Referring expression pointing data
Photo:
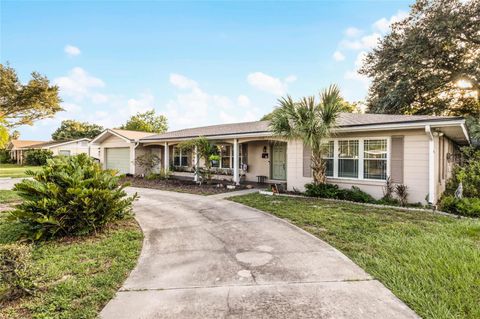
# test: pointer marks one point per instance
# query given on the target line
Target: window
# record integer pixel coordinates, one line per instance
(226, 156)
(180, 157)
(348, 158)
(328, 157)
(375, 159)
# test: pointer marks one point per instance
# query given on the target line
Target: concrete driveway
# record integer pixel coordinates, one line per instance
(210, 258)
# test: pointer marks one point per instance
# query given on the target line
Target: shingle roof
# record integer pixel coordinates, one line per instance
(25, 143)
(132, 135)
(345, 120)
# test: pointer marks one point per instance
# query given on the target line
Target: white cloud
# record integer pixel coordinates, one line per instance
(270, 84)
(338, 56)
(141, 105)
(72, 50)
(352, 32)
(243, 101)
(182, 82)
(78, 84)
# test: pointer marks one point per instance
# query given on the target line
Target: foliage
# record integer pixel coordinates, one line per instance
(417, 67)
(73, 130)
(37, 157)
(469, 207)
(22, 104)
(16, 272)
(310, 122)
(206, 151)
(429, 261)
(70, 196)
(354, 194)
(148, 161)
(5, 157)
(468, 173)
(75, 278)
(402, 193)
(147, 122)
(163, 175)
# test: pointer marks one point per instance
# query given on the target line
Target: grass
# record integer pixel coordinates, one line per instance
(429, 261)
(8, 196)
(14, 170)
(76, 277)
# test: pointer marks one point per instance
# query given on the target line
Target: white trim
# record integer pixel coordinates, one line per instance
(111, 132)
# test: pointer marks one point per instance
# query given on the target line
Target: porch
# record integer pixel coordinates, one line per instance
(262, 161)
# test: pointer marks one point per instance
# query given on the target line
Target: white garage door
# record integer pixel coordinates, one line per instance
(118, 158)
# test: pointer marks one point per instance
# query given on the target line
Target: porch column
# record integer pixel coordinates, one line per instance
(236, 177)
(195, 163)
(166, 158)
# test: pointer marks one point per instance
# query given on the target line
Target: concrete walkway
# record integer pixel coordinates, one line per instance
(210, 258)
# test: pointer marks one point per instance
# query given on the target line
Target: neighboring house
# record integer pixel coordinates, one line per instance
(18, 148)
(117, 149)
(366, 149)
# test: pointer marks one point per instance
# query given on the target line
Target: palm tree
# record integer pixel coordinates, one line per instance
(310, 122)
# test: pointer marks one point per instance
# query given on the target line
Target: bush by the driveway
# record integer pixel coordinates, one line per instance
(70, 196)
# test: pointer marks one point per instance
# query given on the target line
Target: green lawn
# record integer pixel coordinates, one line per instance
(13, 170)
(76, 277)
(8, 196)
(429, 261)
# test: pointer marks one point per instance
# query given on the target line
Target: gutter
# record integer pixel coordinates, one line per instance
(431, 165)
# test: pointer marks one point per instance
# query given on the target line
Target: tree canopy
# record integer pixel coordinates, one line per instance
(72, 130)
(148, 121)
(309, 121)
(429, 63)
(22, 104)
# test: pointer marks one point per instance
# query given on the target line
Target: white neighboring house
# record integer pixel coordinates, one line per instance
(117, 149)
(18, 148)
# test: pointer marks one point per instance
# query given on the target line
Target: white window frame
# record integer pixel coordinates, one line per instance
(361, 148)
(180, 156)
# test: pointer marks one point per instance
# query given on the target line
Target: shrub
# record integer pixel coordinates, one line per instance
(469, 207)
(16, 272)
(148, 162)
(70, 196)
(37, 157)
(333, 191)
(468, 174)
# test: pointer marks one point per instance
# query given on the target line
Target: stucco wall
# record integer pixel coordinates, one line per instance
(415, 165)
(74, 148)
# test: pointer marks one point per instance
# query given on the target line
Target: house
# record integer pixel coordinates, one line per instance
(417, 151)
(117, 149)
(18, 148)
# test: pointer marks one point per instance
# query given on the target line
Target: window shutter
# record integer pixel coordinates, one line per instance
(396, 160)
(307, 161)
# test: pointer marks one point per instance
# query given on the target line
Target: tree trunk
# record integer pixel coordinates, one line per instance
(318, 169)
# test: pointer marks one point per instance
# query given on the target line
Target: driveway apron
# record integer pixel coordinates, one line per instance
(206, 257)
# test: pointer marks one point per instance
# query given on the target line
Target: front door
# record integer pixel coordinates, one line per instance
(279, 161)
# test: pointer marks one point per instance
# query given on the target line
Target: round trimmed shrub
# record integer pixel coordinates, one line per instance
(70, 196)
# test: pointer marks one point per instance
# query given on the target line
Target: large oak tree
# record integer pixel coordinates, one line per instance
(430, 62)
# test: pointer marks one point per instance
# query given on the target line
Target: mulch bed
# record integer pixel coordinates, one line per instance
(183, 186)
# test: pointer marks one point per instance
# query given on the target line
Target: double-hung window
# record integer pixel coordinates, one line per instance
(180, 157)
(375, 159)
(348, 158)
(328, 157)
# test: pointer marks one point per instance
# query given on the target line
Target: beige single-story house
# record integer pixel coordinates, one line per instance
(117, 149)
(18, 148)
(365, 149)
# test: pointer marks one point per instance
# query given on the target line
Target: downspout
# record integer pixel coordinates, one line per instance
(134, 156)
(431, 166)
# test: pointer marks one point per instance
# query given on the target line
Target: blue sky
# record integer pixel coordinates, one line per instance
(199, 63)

(WHAT NEEDS TO BE DONE) In your copy, restate the data above word for word but leave out any picture.

(WRITTEN SOLUTION)
Photo:
# test: pointer marks one point per instance
# query given on the target line
Target: window
# record integer pixel coordinates, one line per instance
(226, 156)
(180, 157)
(348, 158)
(328, 157)
(375, 159)
# test: pointer marks one point per instance
# query given on the target line
Target: concrete driveway
# record integer pixel coordinates, one line per instance
(210, 258)
# test: pointer marks one point per instance
# query given on the target line
Target: shingle roof
# record integer pixel coordinates, one line per instance
(25, 143)
(132, 135)
(345, 120)
# test: pointer marks one point per instance
# query given on the target line
Target: white cloud
# record integer pixel coordinates, one line per instance
(270, 84)
(338, 56)
(141, 105)
(72, 50)
(352, 32)
(243, 101)
(182, 82)
(78, 84)
# test: pointer marks one point per instance
# query given on the target line
Target: foliage
# record integer pixel coordinates, one line per instance
(417, 67)
(73, 130)
(37, 157)
(469, 207)
(22, 104)
(16, 272)
(310, 122)
(206, 151)
(429, 261)
(70, 196)
(354, 194)
(148, 161)
(5, 157)
(468, 173)
(75, 278)
(402, 193)
(147, 122)
(163, 175)
# test: pointer marks one point per instance
# query given on the target line
Target: grass
# record integer pixel coordinates, one line per instance
(429, 261)
(8, 196)
(14, 170)
(76, 277)
# test: pointer marks one point per instance
# query given on the target line
Target: white trim
# record integer pixel coordinates, one line per instance
(111, 132)
# test: pointer marks one point per instance
# query given on the target line
Target: porch
# record integer pixel coordinates, one line per instance
(262, 161)
# test: pointer marks one point per instance
# query given on the target line
Target: white garage door
# record integer pixel coordinates, one line per instance
(118, 158)
# test: pointer marks one point per instance
# query given on the target line
Target: porch column
# record integer pixel coordinates, one line per instance
(236, 177)
(195, 163)
(166, 158)
# test: pointer marks one point per instance
# query given on the target line
Target: concrete walkway
# record integer pixel coordinates, one line per instance
(210, 258)
# test: pointer marks one point per instance
# query given on the target line
Target: neighboring house
# record integer pixel coordinates, one line per instance
(18, 148)
(117, 149)
(366, 149)
# test: pointer marks one point per instance
# query given on the target line
Target: palm tree
# record integer pixel coordinates, one line per instance
(310, 122)
# test: pointer marks one point per instance
# query given on the target line
Target: bush by the driveway
# record integer pixel coordinates, one line per instance
(70, 196)
# test: pointer marks one point per instance
# query given on the target line
Target: green lawn
# record integer pixel coordinates, one line per instance
(13, 170)
(76, 277)
(8, 196)
(429, 261)
# test: pointer marks one point per instance
# query given on the target line
Target: gutter
# record integer pixel coordinates, one line per instance
(431, 165)
# test: pointer marks one point per instance
# query given on the target line
Target: tree canopy
# record integer pixel coordinates, one line per instance
(72, 130)
(148, 121)
(309, 121)
(429, 63)
(22, 104)
# test: pointer marks one point per instance
# query given on the target line
Target: white neighboring house
# record integer pixel coordinates, one line per instance
(117, 149)
(18, 148)
# test: pointer marks one point per instance
# query given on the target line
Target: white window frame
# record integer pixel coordinates, one line per instance
(361, 148)
(180, 156)
# test: pointer marks one point per instance
# query given on the target line
Target: shrub
# record integer pixel coordinates, one line per instance
(469, 207)
(16, 272)
(148, 162)
(70, 196)
(37, 157)
(333, 191)
(468, 174)
# test: pointer marks one point per instance
# query given on the target line
Target: stucco wall
# record integer pixel coordinates, one line per instance
(415, 165)
(74, 148)
# test: pointer marks one point per instance
# query given on the target line
Target: house
# record integer pixel coordinates, one line per instance
(417, 151)
(117, 149)
(18, 148)
# test: pointer marks one point per instance
# query given on the target line
Target: window shutter
# record integer pixel coordinates, one line per instance
(396, 160)
(307, 161)
# test: pointer marks one point per instance
# query given on the target line
Target: tree trunk
# record integer pixel coordinates, one line per instance
(318, 169)
# test: pointer marks one point per instance
# query given on the target line
Target: driveway apron
# record integer pixel coordinates, one line per instance
(206, 257)
# test: pointer marks one point per instance
# query given on the target line
Target: front door
# record integer pixel coordinates, one line per instance
(279, 161)
# test: pointer marks one point per instance
# query given on the target line
Target: round trimmed shrub
# record integer pixel coordinates, one line per instance
(70, 196)
# test: pointer marks one point per instance
# query given on the target line
Target: large oak tree
# record integer pixel coordinates, one line per instance
(430, 62)
# test: pointer marks one point per instance
# query given on the target line
Target: mulch bed
# record integer pixel coordinates, one line per instance
(183, 186)
# test: pointer marks one point per instance
# query given on the target line
Target: double-hung window
# record integer pixel coordinates, one line per instance
(180, 157)
(375, 159)
(348, 158)
(328, 157)
# test: pointer marks one point per instance
# query given on the target line
Target: beige single-story house
# record integer pixel coordinates, one line per instance
(117, 149)
(18, 148)
(365, 149)
# test: pointer marks one point per instance
# query given on the target line
Target: downspout
# record integer pixel coordinates, one line per instance
(134, 156)
(431, 166)
# test: pointer marks one point per instance
# query given on the target line
Target: blue sky
# record integer pixel coordinates, one line per instance
(199, 63)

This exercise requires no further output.